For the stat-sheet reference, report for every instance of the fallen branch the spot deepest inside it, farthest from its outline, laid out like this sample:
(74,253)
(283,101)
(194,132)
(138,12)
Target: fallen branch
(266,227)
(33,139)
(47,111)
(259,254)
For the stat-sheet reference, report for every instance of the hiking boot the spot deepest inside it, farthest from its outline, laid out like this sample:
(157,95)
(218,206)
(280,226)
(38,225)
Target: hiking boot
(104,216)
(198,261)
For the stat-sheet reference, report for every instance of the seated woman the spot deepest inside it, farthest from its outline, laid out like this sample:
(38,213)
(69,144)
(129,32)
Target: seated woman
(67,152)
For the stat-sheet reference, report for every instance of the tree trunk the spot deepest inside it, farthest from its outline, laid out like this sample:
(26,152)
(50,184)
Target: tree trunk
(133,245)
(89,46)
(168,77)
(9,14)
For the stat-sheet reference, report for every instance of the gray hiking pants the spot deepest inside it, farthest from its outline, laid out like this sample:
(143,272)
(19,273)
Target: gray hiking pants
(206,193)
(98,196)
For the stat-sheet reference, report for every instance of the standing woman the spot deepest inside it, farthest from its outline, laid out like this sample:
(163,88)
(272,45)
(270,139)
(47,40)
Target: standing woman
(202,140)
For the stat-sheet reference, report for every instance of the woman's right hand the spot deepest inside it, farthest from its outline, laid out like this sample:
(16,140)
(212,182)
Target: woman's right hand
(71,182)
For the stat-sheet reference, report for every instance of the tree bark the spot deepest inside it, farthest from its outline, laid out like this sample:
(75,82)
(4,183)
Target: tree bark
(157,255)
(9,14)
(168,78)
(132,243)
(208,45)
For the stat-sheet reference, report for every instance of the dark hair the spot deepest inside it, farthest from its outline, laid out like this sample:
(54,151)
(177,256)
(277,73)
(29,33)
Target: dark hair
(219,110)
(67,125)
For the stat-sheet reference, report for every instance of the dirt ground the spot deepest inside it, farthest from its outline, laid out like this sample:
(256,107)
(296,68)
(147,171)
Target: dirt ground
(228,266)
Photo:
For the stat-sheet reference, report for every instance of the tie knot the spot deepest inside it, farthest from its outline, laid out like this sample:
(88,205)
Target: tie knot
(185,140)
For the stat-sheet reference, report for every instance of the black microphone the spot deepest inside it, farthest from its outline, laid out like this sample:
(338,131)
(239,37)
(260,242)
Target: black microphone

--

TASK DESCRIPTION: Whenever "black" occurs in a line of the entries, copy that line.

EXERCISE RESPONSE:
For the stat-sheet reference, report for every instance of the black microphone the spot deepest inside it, farthest from its outline, laid out like this sample:
Target: black microphone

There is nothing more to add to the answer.